ACTIONS TO TAKE —
a: Rewrite everything in the review of Spring from "Evan, a young" down to "a sympathy fuck.", replacing "mother" with "father" each time it occurs.
b: Write the next part of the review of Spring, picking up after its final sentence.

“I gotta make sure you’re the kind of crazy I can deal with,” says Evan (Lou Taylor Pucci) upon first speaking to Louise (Nadia Hilker) in the remote Italian setting of independent horror film Spring. Evan’s limited perspective into the female psyche aside, his need for credentials is understandable. He is an American, overseas alone and for the first time, and this beautiful stranger has given him an ultimatum: stroll through the dark alleyways to my apartment and sleep with me now – or miss your chance entirely.
Reviewers of Spring have made much of its hybrid quality. The comparison that has gained the most traction is “Linklater with a monster-movie twist.” Made by filmmaking team Justin Benson and Aaron Moorhead, it is a followup to 2012‘s Resolution, which similarly attempted to build horror out of a low-budget character and relationship study. Although that film garnered them indie-horror cachet, in Spring the genre elements feel like a hook placed on top of a drama strong enough to stand on its own.
Evan, a young Californian, spends the opening sequence watching his mother die of cancer. We have only her final words as evidence of Evan’s family culture. If you are wondering what to expect from him, consider that in these last moments his mother offers him only a tasteless joke. After the funeral, Evan’s closest friends get him good and drunk and advise he fish around in his iPhone for a sympathy fuck.

INFORMATION SUPPLIED —
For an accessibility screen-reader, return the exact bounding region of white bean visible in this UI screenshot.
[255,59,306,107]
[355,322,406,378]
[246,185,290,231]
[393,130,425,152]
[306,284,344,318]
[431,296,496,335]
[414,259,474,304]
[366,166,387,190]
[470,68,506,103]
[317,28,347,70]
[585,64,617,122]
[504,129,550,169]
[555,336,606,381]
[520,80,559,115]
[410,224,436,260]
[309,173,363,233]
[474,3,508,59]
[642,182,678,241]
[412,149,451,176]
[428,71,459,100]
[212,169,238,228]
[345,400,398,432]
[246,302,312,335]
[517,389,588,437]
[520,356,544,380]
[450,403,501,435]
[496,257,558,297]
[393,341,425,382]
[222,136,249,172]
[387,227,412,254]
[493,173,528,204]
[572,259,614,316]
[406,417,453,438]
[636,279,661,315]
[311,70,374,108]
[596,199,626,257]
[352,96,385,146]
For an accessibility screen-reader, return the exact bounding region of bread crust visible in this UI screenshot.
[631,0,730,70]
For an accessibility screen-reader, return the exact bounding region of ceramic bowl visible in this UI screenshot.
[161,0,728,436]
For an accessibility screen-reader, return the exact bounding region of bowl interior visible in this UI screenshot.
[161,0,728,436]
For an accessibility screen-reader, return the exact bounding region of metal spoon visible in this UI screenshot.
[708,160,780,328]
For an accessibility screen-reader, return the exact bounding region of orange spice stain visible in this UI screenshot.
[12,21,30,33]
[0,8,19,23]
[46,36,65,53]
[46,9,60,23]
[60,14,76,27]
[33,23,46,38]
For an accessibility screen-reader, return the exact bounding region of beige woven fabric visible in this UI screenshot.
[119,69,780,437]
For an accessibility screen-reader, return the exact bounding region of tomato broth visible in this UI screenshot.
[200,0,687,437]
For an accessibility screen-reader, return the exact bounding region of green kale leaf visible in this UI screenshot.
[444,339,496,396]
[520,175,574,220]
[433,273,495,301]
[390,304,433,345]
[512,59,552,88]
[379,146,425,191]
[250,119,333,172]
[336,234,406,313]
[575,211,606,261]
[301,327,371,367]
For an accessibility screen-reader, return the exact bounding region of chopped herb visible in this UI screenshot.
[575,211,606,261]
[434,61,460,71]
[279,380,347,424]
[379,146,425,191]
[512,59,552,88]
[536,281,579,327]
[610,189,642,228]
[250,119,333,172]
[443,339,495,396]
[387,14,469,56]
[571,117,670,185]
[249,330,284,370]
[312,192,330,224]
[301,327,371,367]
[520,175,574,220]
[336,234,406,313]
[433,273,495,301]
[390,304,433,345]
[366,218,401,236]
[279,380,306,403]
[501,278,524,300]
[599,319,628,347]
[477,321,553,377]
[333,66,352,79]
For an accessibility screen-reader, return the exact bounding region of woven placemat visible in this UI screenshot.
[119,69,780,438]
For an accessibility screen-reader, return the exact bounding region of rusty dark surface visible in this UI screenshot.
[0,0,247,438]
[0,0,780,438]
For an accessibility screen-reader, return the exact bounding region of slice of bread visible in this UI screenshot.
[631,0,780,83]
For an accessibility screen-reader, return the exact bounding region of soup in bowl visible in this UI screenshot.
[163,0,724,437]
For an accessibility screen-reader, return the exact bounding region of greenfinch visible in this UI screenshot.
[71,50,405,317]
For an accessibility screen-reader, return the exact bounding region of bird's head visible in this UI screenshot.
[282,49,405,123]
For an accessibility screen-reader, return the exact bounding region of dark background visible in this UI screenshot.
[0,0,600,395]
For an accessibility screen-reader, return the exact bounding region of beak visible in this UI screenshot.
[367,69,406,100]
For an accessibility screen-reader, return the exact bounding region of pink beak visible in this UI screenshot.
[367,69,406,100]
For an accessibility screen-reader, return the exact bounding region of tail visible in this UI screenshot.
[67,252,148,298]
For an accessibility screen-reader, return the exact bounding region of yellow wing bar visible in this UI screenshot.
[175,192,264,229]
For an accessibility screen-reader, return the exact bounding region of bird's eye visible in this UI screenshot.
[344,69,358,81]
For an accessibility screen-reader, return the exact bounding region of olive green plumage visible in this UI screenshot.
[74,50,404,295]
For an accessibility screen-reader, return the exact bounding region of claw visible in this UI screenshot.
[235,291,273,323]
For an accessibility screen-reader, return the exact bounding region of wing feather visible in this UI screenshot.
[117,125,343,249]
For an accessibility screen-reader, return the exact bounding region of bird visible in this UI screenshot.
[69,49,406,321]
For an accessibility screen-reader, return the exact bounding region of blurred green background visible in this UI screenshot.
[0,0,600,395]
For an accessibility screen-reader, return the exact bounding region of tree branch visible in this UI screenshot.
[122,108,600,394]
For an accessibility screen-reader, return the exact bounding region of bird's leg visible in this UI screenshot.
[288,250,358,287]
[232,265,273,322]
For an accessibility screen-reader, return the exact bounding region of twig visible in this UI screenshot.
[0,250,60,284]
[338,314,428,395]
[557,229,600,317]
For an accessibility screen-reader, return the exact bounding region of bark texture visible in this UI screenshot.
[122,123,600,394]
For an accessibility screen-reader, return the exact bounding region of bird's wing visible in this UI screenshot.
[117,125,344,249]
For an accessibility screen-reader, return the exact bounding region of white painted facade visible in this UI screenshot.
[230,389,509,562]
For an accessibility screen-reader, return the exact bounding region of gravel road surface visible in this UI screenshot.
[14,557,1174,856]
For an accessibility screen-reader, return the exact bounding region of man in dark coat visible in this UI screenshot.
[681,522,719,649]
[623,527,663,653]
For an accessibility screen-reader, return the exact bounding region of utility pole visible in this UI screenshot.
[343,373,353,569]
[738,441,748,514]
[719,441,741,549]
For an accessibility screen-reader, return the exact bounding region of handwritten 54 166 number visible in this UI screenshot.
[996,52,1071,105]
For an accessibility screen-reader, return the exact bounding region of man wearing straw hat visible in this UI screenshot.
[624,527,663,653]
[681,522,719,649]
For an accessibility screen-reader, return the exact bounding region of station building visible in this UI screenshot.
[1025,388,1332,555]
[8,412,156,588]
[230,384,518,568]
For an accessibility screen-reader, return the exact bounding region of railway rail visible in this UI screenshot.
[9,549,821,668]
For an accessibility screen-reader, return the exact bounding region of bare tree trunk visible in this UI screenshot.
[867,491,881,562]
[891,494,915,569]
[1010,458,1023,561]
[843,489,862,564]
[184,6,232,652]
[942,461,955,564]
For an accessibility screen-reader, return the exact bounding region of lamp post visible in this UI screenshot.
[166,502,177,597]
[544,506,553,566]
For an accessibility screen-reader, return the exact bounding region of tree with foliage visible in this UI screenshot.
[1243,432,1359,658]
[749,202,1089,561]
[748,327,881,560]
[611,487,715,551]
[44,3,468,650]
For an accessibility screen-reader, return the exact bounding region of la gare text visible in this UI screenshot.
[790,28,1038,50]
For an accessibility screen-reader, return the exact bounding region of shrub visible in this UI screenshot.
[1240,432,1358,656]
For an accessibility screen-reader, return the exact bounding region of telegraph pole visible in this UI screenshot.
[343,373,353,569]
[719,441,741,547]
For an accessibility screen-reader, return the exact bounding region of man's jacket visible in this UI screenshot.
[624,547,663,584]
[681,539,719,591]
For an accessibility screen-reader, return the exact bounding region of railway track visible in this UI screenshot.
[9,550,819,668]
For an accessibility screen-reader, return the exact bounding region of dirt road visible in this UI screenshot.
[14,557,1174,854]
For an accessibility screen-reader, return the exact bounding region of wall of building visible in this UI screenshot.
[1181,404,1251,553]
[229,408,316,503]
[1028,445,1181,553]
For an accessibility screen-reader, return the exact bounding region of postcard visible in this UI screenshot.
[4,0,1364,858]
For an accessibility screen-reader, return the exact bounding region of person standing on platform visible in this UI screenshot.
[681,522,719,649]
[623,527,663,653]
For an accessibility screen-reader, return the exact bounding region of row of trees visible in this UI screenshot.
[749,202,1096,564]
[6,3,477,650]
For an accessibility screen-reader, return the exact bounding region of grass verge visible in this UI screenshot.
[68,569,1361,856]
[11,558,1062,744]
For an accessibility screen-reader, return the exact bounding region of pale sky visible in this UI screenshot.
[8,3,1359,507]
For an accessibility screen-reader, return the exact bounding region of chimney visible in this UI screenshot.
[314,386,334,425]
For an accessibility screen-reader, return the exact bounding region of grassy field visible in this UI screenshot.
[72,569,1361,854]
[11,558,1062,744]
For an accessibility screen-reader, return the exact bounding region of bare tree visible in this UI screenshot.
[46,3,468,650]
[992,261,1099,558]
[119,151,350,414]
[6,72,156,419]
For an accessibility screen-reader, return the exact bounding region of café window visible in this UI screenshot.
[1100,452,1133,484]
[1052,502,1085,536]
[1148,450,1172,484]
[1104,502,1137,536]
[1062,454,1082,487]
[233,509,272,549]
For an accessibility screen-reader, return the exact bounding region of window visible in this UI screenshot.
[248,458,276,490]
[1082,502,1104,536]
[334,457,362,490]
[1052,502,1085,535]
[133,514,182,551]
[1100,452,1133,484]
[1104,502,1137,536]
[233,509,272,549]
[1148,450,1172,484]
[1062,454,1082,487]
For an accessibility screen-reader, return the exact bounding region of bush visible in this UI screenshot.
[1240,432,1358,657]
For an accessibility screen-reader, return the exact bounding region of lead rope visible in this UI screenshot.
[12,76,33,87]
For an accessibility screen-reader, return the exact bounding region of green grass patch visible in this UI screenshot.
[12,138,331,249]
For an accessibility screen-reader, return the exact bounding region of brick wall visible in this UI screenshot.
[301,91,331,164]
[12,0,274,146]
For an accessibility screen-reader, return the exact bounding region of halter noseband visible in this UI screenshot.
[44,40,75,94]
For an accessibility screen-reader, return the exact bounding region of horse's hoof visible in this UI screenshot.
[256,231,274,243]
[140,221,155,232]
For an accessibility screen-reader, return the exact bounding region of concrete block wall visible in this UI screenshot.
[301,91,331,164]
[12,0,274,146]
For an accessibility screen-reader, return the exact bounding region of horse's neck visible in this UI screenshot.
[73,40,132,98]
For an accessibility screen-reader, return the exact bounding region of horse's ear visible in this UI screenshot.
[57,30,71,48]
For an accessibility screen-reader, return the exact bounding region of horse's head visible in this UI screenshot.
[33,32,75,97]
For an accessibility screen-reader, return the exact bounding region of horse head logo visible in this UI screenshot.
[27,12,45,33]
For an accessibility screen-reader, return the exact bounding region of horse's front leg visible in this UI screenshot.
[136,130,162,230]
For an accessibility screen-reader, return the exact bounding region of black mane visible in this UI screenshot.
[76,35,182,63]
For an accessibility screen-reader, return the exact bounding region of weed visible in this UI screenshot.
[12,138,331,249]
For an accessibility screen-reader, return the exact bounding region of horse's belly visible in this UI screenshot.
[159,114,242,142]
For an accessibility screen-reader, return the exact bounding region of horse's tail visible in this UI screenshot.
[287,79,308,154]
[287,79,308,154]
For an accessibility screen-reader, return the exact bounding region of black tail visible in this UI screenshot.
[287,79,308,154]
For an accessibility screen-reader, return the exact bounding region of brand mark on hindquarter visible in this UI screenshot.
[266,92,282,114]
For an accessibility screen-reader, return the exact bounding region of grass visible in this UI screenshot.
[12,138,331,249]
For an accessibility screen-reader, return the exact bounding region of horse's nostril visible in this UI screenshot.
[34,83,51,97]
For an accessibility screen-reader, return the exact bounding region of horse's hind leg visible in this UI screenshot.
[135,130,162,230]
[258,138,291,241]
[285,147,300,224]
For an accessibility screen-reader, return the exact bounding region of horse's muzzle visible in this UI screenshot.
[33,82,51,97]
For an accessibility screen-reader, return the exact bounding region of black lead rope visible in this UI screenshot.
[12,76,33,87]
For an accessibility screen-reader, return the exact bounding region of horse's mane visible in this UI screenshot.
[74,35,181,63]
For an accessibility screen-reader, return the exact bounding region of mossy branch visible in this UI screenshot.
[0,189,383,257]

TASK-BY-TASK OUTPUTS —
a:
Evan, a young Californian, spends the opening sequence watching his father die of cancer. We have only her final words as evidence of Evan’s family culture. If you are wondering what to expect from him, consider that in these last moments his father offers him only a tasteless joke. After the funeral, Evan’s closest friends get him good and drunk and advise he fish around in his iPhone for a sympathy fuck.

b:
Evan is a product of the world that surrounds him. His greatest attraction as a character is his inability to escape these modes of communication and process his grief. We know that he feels something for the loss of his mother, but he is choked by an uncritical approach to life and a preference for lowbrow humor over sincerity. After a bar fight, Evan departs for Italy to avoid retribution. This is the perfect journey for a character like Evan, and Benson’s account of an American abroad is well-observed.
Evan first links up with a pair of travelers from the United Kingdom. They are loads of fun, but insensitive and crass. When he stays in a coastal town instead of continuing on with them, we can sense that he hopes for a gentler brush with Europe. And yet, when Evan meets the German, Louise, he is inescapably American. While in a museum she loves, he refers to fertility art as “Roman porn.” The film becomes a drama of miscommunication. Where, within these international perspectives and his own constricting heritage, can Evan express his mourning?
Prolonged experiences of cultural alienation often lead to holiday romances. They are what make these romances vivid and shallow at the same time. As they continue to date, their affair is intercut with scenes of Louise transforming into an unknown monster. When Louise’s secret is eventually revealed, Evan exclaims, “This is the kind of crazy I can’t deal with.” It seems that the potential dangers of romancing with a complete stranger could have been the source of successful, grounded horror here. Instead, the writers spend the rest of the film quickly explaining the mechanics of the monster. The viewer is left hoping they’d take a critical eye at their affair and return to the indie drama beneath the horror film.